START DATA TO USE

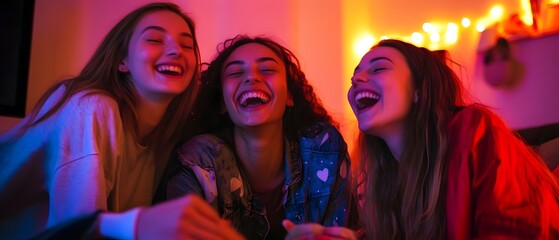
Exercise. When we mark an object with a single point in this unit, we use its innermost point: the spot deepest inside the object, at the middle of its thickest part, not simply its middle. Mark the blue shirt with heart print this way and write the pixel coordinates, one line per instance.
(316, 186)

END DATA TO USE
START DATA TO USE

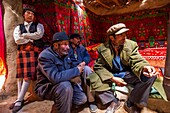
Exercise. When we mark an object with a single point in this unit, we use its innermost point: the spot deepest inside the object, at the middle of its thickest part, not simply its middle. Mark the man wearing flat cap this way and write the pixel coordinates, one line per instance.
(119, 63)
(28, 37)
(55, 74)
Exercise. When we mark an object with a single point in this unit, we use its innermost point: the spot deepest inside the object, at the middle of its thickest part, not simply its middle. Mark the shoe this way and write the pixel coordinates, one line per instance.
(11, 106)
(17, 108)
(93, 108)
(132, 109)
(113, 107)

END DATA TO USE
START DATA TO USE

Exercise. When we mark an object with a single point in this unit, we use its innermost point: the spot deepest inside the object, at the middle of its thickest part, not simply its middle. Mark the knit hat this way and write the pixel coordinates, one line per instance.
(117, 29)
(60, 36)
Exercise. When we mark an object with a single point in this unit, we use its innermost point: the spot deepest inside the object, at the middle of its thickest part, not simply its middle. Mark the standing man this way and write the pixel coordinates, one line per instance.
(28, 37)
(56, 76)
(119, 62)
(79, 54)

END DATA TO USE

* _DO THIS_: Report every line of the listing above that contains the word "knit".

* _FINISHED TASK_:
Exercise. When we mark an object with a single point in this unit, we use its innermost point: the spot deepest inside the object, at the middle of its thickest part, not simply its middle. Mark the knit hat this way and write the pixel coordinates, one line per instance.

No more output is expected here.